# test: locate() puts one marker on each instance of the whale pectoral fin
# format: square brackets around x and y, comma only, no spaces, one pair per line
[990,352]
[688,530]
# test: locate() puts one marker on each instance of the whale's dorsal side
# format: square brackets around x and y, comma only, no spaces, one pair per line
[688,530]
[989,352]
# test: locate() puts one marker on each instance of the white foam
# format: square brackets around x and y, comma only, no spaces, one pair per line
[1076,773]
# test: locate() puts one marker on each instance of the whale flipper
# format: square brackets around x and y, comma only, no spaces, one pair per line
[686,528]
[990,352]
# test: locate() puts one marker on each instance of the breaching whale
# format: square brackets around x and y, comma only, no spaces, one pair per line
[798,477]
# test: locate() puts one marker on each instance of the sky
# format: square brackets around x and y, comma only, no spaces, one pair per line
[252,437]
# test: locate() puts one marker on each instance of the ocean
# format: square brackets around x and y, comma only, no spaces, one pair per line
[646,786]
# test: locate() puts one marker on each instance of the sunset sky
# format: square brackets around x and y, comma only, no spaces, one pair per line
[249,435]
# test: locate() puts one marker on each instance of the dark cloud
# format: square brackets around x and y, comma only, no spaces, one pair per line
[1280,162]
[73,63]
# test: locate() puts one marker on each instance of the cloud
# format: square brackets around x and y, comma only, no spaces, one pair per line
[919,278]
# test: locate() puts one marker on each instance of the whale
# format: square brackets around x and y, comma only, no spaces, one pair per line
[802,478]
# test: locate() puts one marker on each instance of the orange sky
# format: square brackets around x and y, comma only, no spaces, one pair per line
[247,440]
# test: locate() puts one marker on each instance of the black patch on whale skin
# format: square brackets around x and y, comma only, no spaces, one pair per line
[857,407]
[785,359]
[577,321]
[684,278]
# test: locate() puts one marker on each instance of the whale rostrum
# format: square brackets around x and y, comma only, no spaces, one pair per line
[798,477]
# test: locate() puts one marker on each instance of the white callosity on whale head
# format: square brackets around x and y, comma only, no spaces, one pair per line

GIVEN PROBLEM = Transcribe all of the records above line for line, changing nothing.

TASK ANSWER =
# test: locate() puts one marker on each instance of the whale pectoral fin
# format: square brackets around x and y, comma only, no spaces, one pair per line
[990,352]
[688,530]
# test: locate() puts one marker on each instance of the whale's dorsal side
# format: square brackets around x and y, comma only, no spaces, one pair per line
[688,530]
[989,352]
# test: locate() puts one marker on each instance of the white foam
# format: square brackets around x and y, comma only, no spaces, one pair per line
[1076,773]
# test: locate() puts one marker on each instance of the whale flipper
# format: square brackets around x and y, comma only, no spaces, one pair per line
[686,528]
[990,352]
# test: locate() puts one marker on each instance of the breaching whale
# format: square brackets around x and y, comma only, no spaces, one pair per line
[798,477]
# test: locate() puts one marker on each instance of the sky
# format: square brackets around x and y, comma only, no spaces, one pair per line
[252,437]
# test: locate() puts one marker on each instance of the ocean
# format: square brackets around x and y, comma only, no spaces, one pair per line
[646,786]
# test: locate() puts one marker on each instance of the sunset sky
# format: square brackets around x and y, comma only, no spaces, one pair per line
[249,435]
# test: locate() puts one marker on each instance of the dark cloud
# format: square brackets around x and y, comma only, no spaces, one pair per line
[1280,162]
[73,63]
# test: locate() puts one marker on each instance of the cloud
# format: square brackets around x and y, comma only, no spaces, one pair per line
[919,278]
# test: locate() puts one marker on each instance of the whale
# format: square brackets around x and y, comma only, no spaces, one pair per line
[802,478]
# test: locate() puts one marker on each instance of the orange sky
# format: square brackets around x and y, comma only, no spaces, one pair per line
[247,440]
# test: locate() puts one marker on each instance of the black patch on whale skin
# format: square brackets around x and y, comma only, no spaces, one pair per line
[857,407]
[785,359]
[577,321]
[684,278]
# test: locate() puts one marker on each instance of the whale rostrum
# format: square brackets around x and y, comma only, no spaces, one pair per line
[798,477]
# test: locate() puts one marker on each instance of the white callosity on whale head
# format: square brackets around x and y, comma only, no spaces, one pair per line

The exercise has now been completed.